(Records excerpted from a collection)
══════

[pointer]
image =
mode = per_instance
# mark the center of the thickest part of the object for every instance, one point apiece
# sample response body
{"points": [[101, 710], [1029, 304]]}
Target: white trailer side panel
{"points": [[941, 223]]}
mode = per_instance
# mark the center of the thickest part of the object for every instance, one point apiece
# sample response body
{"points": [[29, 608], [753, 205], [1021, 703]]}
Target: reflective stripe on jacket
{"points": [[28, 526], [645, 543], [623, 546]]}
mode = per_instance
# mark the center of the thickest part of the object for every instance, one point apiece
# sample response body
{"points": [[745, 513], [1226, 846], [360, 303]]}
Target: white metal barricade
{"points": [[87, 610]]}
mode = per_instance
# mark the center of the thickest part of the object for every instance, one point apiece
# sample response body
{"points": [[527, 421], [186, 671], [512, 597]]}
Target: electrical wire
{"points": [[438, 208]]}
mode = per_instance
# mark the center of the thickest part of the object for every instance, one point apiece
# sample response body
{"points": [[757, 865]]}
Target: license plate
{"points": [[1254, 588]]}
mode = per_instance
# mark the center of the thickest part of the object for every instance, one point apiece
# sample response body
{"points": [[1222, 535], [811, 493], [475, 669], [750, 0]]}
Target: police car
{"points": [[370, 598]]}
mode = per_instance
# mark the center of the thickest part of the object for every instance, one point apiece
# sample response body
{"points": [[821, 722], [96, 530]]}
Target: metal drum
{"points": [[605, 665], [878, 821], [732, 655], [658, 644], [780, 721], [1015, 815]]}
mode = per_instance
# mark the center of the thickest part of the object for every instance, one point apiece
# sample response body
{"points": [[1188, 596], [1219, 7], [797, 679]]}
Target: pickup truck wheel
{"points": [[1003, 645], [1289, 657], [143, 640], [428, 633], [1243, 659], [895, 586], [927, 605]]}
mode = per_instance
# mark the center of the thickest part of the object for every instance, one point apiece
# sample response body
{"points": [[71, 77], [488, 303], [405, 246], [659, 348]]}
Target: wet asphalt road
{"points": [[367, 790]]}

══════

The answer is a portion of the data. Write out exactly the line with "Target: pickup truck wheel" and all lines after it.

» **Your solution**
Target: pickup truck wheel
{"points": [[1003, 645], [1289, 657], [143, 640], [428, 633], [1243, 659], [895, 586], [927, 605]]}
mode = per_instance
# mark the center of the thickest part of the object for every instance, one point apiece
# sample response body
{"points": [[71, 77], [488, 303], [405, 246], [659, 348]]}
Target: wet asphalt road
{"points": [[367, 790]]}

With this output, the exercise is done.